SUPPLIED DATA
┏━━
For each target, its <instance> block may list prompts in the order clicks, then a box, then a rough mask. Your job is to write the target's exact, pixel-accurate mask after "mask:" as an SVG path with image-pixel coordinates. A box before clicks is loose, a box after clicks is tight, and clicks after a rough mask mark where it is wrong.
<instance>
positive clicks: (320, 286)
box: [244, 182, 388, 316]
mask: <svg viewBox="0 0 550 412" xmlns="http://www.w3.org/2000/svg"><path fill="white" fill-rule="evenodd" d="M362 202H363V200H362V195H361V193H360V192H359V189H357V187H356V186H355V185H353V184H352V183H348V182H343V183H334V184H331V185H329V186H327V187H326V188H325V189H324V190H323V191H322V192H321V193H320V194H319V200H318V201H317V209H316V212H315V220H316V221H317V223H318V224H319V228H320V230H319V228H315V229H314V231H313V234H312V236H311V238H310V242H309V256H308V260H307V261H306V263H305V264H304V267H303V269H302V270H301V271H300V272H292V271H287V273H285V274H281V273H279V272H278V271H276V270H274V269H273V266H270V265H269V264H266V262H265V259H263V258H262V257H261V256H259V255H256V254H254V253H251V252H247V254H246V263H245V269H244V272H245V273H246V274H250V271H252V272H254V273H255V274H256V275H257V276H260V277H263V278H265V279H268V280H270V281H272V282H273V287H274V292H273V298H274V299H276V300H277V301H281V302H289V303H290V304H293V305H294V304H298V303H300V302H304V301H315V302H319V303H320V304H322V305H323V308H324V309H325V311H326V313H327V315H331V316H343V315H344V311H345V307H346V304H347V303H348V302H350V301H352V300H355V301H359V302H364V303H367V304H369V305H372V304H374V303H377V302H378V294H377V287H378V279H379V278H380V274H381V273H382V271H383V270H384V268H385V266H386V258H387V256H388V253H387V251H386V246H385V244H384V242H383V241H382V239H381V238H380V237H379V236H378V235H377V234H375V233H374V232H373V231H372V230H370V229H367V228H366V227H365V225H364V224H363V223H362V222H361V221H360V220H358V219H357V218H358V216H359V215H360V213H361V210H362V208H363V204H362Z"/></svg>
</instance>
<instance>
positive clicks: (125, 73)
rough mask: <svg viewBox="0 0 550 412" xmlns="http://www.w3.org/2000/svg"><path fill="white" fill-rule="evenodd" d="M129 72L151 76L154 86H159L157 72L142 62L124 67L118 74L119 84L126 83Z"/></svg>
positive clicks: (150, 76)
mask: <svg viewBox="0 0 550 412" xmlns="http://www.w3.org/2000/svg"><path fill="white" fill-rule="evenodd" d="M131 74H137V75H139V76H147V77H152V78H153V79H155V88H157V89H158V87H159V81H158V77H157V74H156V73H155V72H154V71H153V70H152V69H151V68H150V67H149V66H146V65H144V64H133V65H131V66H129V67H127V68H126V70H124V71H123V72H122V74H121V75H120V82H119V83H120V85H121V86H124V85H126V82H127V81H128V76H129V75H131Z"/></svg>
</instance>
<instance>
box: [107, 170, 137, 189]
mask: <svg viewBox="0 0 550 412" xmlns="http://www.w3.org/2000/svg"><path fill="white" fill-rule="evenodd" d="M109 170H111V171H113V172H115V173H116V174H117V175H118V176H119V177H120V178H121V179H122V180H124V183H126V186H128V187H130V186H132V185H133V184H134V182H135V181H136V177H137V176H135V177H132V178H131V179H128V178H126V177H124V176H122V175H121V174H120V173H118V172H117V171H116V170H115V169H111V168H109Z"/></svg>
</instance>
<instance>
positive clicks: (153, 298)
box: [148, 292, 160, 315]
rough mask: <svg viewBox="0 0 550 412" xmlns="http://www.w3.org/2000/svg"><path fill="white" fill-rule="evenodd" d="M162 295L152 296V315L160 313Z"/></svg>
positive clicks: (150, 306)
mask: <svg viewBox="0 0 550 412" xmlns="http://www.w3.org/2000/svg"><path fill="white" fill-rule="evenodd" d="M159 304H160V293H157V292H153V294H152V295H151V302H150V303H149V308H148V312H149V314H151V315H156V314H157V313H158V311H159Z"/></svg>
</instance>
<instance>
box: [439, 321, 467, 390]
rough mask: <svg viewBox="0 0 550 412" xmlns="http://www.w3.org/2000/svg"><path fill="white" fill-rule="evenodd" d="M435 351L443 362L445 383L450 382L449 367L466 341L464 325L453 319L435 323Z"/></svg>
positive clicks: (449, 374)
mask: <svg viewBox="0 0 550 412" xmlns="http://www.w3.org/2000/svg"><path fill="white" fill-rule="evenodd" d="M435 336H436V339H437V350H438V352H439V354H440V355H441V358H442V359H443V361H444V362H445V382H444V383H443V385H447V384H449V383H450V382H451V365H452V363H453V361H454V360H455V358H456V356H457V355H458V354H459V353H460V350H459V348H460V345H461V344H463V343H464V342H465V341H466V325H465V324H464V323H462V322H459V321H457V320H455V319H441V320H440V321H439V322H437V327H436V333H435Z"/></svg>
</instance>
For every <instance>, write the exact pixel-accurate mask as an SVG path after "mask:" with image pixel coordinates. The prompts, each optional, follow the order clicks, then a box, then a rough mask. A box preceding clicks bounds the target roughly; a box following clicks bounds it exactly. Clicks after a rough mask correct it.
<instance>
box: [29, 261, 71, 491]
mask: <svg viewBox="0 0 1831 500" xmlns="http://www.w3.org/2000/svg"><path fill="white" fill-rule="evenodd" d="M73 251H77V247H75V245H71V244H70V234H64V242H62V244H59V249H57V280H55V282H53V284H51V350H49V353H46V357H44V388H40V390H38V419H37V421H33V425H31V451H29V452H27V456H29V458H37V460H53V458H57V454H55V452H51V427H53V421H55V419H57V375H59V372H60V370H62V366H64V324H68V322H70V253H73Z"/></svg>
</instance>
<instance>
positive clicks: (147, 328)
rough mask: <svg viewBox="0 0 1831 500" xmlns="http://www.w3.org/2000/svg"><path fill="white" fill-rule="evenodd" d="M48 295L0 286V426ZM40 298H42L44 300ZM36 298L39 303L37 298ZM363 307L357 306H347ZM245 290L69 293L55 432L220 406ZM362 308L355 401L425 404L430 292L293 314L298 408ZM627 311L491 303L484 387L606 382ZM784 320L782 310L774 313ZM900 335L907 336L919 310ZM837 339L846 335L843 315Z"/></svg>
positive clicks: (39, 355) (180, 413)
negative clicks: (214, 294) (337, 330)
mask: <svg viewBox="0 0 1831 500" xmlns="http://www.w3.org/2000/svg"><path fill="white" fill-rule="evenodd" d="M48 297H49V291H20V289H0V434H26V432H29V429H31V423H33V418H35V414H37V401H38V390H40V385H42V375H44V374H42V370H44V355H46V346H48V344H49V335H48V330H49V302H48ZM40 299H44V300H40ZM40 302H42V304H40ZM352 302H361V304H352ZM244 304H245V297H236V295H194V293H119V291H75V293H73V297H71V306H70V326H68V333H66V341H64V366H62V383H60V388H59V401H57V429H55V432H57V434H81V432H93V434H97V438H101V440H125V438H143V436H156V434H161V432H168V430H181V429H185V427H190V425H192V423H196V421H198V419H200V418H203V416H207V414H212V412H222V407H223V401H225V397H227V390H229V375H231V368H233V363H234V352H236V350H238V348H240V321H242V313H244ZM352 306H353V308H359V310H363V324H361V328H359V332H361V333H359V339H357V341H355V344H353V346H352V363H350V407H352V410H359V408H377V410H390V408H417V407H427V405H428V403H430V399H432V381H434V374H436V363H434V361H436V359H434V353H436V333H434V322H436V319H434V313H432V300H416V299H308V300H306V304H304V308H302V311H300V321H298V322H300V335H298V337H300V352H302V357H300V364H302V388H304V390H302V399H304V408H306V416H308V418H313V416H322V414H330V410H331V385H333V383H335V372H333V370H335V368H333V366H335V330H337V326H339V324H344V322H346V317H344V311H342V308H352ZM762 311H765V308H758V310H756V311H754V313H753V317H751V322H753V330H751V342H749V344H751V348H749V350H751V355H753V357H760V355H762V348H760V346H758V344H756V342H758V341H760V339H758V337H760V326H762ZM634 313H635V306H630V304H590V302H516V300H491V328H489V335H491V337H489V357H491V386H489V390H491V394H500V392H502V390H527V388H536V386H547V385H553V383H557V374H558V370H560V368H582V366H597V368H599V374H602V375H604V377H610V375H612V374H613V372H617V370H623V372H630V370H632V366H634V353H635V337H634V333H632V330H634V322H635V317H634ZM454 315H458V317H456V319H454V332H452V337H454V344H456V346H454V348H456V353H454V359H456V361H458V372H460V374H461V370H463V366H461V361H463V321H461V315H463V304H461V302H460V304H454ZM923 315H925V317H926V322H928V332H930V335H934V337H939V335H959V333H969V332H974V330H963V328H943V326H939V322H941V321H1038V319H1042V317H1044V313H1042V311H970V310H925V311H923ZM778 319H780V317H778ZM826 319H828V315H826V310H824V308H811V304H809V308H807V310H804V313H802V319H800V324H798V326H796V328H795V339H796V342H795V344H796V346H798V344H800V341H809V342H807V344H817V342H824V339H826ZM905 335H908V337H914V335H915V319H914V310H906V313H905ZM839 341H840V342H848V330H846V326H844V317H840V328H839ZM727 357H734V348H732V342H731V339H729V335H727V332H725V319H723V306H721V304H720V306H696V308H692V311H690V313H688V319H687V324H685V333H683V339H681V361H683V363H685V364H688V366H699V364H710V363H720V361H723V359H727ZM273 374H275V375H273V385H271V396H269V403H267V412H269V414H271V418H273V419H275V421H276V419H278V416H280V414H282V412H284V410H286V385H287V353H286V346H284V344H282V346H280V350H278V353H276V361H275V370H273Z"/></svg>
┗━━
ASSIGNED TASK
Make a tally of the lines in this data that include the string "after", and answer with that tally alone.

SOLUTION TO THE PROBLEM
2